Auch das lässt sich an den Biografien ablesen: Der eine experimentiert sich durch die spirituelle New-Age-Palette von Karate bis Yoga, bevor er zum Islam findet, die andere testet zuerst, ob ihre Bittgebete auch funktionieren, bevor sie konvertiert. Selbst die extreme Form des Salafismus, der eine der Protagonistinnen anhängt, kann daher höchstens als neokonservativ verstanden werden. Bei allen Entbehrungen, vom Fasten, über die Vollverschleierung oder strikte Geschlechtertrennung bis hin zu den vielen Gebeten, suchen sie nach Selbstverwirklichung und nicht nach Entsagung. Der Islam, den sie leben, ist damit einer, den es nur in der Moderne gibt.
Eines ist an den hier zu Wort kommenden konvertierten oder »wiedergeborenen« Muslimen aber vielleicht wirklich bemerkenswert: die Radikalität, mit der sie ihr Leben in die Hand genommen haben.
Ele hat ihr Leben durch den Islam radikal geändert. Sie nimmt keine Drogen mehr, sie raucht nicht mehr, sie trinkt keinen Alkohol mehr. Und doch begegnen ihr die Menschen heute mit mehr Argwohn als früher, mit mehr Vorurteilen und mit größerer Distanz. Mit solchen Ressentiments müssen in Deutschland grundsätzlich natürlich alle Muslime leben. Ganz besonders aber trifft es Konvertiten. Sie werden von manchen gar als Verräter gesehen, nicht nur von Nichtmuslimen, sondern auch von Glaubensgenossen. Offenbar fällt es vielen Menschen bei konvertierten Muslimen besonders schwer, deren Beweggründe nachzuvollziehen. Wie man freiwillig zum Islam übertreten kann. Außerdem wird ihnen nachgesagt, ihren Glauben ganz genau zu nehmen, ihn besonders eifrig in die Praxis umzusetzen und dabei zu übertreiben. Folgerichtig sei der Anteil an konvertierten Muslimen unter Extremisten besonders hoch, sagt die Wissenschaft.
****************************************
> **Aufgabe**
Gib aus dem Text über konvertierte Muslime den Abschnitt von „Auch das lässt“ bis „Hand genommen haben.“ wortgetreu zurück.

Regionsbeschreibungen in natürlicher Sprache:
****************************************
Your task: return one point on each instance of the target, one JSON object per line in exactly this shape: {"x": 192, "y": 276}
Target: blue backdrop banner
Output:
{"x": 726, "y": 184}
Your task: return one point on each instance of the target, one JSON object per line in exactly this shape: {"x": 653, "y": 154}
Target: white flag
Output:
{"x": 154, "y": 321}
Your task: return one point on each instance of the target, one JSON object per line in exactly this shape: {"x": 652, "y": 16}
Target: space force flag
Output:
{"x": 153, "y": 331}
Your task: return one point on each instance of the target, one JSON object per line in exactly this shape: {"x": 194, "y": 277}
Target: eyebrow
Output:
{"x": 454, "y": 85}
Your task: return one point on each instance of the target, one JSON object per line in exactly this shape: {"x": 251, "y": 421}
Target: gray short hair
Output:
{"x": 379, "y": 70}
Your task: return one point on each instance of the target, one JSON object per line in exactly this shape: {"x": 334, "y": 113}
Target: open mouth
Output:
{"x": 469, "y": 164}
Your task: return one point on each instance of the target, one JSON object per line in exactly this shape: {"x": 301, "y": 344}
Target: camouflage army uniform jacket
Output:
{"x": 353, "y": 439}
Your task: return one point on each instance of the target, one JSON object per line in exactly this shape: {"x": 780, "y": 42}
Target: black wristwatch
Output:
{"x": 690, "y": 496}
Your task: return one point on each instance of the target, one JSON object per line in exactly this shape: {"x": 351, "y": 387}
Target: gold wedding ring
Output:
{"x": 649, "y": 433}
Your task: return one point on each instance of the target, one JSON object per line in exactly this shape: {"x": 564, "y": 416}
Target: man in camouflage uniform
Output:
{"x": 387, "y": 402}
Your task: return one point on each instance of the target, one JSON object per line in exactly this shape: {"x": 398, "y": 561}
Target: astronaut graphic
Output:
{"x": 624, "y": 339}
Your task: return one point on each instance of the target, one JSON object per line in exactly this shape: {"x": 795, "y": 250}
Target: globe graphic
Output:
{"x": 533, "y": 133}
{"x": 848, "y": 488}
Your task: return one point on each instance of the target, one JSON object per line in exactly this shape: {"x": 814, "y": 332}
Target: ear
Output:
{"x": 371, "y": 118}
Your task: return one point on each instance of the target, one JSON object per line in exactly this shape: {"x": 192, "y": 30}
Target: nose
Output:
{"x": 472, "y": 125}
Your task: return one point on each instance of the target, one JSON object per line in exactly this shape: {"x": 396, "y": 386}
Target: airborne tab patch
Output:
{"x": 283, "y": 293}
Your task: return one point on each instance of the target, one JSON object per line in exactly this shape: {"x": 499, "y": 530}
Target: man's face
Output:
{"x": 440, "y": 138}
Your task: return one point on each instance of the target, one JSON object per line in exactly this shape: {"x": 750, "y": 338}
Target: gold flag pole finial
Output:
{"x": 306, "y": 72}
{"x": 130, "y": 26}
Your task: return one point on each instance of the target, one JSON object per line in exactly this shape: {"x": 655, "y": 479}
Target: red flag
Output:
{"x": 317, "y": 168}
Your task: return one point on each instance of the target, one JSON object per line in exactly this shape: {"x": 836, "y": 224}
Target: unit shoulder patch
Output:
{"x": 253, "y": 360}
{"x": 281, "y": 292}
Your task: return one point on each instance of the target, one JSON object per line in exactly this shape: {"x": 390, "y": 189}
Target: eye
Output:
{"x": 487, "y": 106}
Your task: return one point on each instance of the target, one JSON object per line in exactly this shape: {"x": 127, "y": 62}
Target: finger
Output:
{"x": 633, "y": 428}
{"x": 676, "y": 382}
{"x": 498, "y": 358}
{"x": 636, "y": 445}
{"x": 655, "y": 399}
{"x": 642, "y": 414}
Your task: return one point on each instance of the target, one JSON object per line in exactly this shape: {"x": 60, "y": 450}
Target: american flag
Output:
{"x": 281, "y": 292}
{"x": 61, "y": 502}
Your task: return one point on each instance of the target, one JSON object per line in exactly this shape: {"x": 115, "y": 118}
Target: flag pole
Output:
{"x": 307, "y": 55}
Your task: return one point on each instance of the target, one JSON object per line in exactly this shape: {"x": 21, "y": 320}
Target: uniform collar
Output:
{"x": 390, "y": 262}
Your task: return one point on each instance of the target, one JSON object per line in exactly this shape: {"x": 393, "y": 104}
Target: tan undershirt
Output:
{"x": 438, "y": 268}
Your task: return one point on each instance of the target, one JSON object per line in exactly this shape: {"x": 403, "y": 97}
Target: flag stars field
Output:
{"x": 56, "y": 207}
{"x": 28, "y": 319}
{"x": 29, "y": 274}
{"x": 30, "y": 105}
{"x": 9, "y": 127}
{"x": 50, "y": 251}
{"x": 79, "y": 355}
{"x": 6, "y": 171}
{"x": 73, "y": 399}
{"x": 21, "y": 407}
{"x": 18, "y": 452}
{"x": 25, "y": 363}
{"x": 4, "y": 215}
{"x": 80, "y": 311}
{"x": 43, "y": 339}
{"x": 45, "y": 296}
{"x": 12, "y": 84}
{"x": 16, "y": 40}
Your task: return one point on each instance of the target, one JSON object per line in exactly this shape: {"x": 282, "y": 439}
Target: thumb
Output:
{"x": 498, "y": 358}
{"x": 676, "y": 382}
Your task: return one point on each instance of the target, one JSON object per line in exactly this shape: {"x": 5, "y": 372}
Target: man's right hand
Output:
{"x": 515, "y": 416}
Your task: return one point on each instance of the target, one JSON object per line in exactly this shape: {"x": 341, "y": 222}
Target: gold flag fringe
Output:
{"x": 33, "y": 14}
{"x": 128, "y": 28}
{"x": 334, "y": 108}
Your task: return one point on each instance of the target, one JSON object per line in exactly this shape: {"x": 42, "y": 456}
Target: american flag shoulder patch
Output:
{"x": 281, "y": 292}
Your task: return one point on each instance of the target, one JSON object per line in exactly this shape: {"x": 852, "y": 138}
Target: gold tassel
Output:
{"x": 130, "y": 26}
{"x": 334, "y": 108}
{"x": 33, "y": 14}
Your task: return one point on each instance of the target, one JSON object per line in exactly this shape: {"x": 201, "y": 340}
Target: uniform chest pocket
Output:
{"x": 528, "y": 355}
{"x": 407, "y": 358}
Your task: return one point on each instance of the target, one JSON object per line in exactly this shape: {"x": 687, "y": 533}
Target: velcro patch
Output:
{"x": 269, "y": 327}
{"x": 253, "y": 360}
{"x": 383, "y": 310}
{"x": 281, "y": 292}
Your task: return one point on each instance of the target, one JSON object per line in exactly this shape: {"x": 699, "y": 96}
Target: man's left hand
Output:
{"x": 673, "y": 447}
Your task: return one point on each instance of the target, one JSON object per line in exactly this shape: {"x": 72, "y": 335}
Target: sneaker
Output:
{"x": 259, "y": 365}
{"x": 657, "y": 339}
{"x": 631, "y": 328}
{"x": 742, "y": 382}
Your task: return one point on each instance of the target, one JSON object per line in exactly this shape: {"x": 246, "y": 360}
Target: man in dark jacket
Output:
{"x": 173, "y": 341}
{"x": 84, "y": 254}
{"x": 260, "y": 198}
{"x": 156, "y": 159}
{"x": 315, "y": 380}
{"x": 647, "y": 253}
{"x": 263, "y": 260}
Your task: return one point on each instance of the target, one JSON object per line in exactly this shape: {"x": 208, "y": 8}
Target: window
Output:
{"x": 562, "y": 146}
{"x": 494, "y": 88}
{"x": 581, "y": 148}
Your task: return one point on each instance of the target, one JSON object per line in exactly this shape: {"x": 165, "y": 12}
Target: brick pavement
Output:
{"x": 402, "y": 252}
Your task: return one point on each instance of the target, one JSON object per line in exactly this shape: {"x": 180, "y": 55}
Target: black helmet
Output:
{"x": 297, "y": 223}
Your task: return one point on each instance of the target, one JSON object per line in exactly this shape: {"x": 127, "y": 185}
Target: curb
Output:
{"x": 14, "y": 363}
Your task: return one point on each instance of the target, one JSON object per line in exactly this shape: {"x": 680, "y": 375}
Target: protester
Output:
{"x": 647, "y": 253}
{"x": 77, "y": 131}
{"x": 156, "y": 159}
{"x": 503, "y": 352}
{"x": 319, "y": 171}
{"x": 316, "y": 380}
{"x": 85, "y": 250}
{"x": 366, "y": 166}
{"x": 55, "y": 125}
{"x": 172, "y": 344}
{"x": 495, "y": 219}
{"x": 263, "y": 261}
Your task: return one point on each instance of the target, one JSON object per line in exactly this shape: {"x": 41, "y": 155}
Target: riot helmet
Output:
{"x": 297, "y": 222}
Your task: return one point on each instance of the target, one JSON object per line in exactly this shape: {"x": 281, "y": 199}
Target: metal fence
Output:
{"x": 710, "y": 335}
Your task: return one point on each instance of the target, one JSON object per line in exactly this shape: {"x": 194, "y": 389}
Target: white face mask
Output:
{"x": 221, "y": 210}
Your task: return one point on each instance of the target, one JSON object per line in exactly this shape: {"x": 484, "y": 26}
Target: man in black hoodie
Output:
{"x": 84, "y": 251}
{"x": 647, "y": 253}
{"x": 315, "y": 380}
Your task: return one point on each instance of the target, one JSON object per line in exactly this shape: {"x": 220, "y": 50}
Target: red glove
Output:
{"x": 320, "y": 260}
****************************************
> **Lösung**
Auch das lässt sich an den Biografien ablesen: Der eine experimentiert sich durch die spirituelle New-Age-Palette von Karate bis Yoga, bevor er zum Islam findet, die andere testet zuerst, ob ihre Bittgebete auch funktionieren, bevor sie konvertiert. Selbst die extreme Form des Salafismus, der eine der Protagonistinnen anhängt, kann daher höchstens als neokonservativ verstanden werden. Bei allen Entbehrungen, vom Fasten, über die Vollverschleierung oder strikte Geschlechtertrennung bis hin zu den vielen Gebeten, suchen sie nach Selbstverwirklichung und nicht nach Entsagung. Der Islam, den sie leben, ist damit einer, den es nur in der Moderne gibt.
Eines ist an den hier zu Wort kommenden konvertierten oder »wiedergeborenen« Muslimen aber vielleicht wirklich bemerkenswert: die Radikalität, mit der sie ihr Leben in die Hand genommen haben.